Begin The records

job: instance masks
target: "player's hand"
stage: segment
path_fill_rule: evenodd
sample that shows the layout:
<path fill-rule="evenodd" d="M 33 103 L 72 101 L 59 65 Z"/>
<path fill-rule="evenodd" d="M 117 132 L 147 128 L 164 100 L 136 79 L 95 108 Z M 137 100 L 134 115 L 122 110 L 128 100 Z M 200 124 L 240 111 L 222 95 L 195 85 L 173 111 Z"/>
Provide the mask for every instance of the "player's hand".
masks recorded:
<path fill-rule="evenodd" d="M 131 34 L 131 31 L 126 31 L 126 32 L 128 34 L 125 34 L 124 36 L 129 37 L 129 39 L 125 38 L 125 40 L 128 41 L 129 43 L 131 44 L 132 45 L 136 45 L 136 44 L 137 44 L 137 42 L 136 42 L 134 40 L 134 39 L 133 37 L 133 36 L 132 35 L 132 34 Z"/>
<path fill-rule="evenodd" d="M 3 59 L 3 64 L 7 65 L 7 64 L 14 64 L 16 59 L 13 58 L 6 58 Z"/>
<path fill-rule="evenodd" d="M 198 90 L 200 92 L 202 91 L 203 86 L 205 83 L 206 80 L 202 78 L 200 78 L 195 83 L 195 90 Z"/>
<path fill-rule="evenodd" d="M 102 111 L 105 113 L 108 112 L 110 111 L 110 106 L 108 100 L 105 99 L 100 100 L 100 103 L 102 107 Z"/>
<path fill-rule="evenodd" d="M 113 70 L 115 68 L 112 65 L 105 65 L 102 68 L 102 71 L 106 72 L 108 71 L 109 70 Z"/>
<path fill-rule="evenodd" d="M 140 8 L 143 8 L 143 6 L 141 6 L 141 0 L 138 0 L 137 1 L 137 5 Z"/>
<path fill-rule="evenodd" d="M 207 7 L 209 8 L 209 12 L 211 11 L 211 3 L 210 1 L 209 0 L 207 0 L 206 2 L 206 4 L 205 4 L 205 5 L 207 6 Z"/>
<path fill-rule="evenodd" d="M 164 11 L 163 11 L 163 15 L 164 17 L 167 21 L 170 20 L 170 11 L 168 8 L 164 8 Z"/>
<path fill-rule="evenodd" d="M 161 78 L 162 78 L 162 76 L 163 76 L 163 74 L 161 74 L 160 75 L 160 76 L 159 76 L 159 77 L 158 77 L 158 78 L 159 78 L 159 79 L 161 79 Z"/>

End The records

> **Required work**:
Express every line above as a Markdown table with two columns, Row and Line, numbering the rows and leaving out blank lines.

> **Output of the exercise**:
| Row | Line |
|---|---|
| 1 | job: instance masks |
| 2 | target: "player's hand" |
| 3 | stage: segment |
| 4 | path_fill_rule: evenodd |
| 5 | sample that shows the layout: |
| 6 | <path fill-rule="evenodd" d="M 33 103 L 72 101 L 59 65 Z"/> |
| 7 | <path fill-rule="evenodd" d="M 117 132 L 147 128 L 164 100 L 136 79 L 95 108 Z M 137 100 L 134 115 L 122 110 L 128 100 Z M 200 124 L 240 111 L 222 95 L 195 85 L 173 111 Z"/> |
| 8 | Provide the mask for every instance of the "player's hand". |
| 9 | masks recorded: |
| 10 | <path fill-rule="evenodd" d="M 131 34 L 131 31 L 126 31 L 126 32 L 128 34 L 125 34 L 124 36 L 129 37 L 129 39 L 125 38 L 125 40 L 128 41 L 129 43 L 131 44 L 132 45 L 136 45 L 136 44 L 137 44 L 137 42 L 136 42 L 134 40 L 134 39 L 133 37 L 133 36 L 132 35 L 132 34 Z"/> |
| 11 | <path fill-rule="evenodd" d="M 3 59 L 3 64 L 7 65 L 7 64 L 14 64 L 16 59 L 13 58 L 6 58 Z"/> |
| 12 | <path fill-rule="evenodd" d="M 198 90 L 200 92 L 202 91 L 203 86 L 205 83 L 206 80 L 202 78 L 200 78 L 195 83 L 195 90 Z"/> |
| 13 | <path fill-rule="evenodd" d="M 102 111 L 105 113 L 108 112 L 110 111 L 110 106 L 108 100 L 105 99 L 100 100 L 100 103 L 102 107 Z"/> |
| 14 | <path fill-rule="evenodd" d="M 113 70 L 115 68 L 112 65 L 105 65 L 102 68 L 102 71 L 106 72 L 108 71 L 109 70 Z"/> |
| 15 | <path fill-rule="evenodd" d="M 140 8 L 143 8 L 143 6 L 141 6 L 141 0 L 138 0 L 137 1 L 137 5 Z"/> |
| 16 | <path fill-rule="evenodd" d="M 207 7 L 209 8 L 209 12 L 211 11 L 211 3 L 210 1 L 209 0 L 207 0 L 206 2 L 206 4 L 205 4 L 205 5 L 207 6 Z"/> |
| 17 | <path fill-rule="evenodd" d="M 164 11 L 163 11 L 163 15 L 164 17 L 167 21 L 170 20 L 170 11 L 168 8 L 164 8 Z"/> |
| 18 | <path fill-rule="evenodd" d="M 161 78 L 162 78 L 162 76 L 163 76 L 163 74 L 161 74 L 160 75 L 160 76 L 159 76 L 159 77 L 158 77 L 158 78 L 159 78 L 159 79 L 161 79 Z"/> |